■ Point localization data
───

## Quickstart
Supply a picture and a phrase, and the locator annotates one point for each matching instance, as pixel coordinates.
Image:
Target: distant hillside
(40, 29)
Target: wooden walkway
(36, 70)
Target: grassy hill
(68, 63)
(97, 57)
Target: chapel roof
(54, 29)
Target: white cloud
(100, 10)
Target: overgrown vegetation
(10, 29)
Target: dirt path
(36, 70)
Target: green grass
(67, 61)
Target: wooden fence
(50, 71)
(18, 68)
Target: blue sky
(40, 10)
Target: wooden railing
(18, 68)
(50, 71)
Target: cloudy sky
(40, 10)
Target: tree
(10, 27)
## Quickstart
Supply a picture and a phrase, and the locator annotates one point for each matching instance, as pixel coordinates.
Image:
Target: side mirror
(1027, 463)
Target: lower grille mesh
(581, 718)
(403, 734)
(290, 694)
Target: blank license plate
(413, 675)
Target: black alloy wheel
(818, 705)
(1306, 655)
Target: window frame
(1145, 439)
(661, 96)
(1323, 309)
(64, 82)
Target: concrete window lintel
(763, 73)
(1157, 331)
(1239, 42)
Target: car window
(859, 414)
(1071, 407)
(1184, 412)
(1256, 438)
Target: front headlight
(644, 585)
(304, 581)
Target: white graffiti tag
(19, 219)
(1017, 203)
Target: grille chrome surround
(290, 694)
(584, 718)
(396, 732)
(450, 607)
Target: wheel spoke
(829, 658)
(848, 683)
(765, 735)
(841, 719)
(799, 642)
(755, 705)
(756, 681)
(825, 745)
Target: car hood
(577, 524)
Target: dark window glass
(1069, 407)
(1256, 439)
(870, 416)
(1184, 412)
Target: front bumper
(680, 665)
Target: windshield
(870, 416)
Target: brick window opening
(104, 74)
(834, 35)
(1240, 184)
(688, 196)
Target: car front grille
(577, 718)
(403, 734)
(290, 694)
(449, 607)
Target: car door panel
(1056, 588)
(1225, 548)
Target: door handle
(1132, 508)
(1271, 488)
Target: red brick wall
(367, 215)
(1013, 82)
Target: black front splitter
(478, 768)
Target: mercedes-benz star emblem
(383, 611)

───

■ What this task involves
Reproduce exactly the lines from the one with "Target: front headlight" through the last line of the entries, keeping both of those lines and nothing else.

■ Result of the task
Target: front headlight
(644, 585)
(304, 581)
Target: white graffiti tag
(19, 219)
(1017, 203)
Target: grille chrome surround
(290, 694)
(584, 718)
(396, 732)
(450, 607)
Target: wheel spoke
(829, 658)
(848, 683)
(765, 735)
(841, 719)
(799, 642)
(755, 705)
(756, 681)
(825, 745)
Target: car hood
(577, 524)
Target: dark window glass
(1069, 407)
(1256, 439)
(870, 416)
(1184, 412)
Target: front bumper
(680, 665)
Target: windshield
(870, 416)
Target: brick window opening
(104, 74)
(834, 35)
(1240, 184)
(688, 196)
Target: car front grille
(577, 718)
(403, 734)
(290, 694)
(449, 607)
Target: car door panel
(1056, 588)
(1225, 548)
Target: door handle
(1132, 508)
(1271, 488)
Target: red brick wall
(367, 215)
(1013, 82)
Target: black front splitter
(478, 768)
Target: mercedes-benz star emblem
(383, 611)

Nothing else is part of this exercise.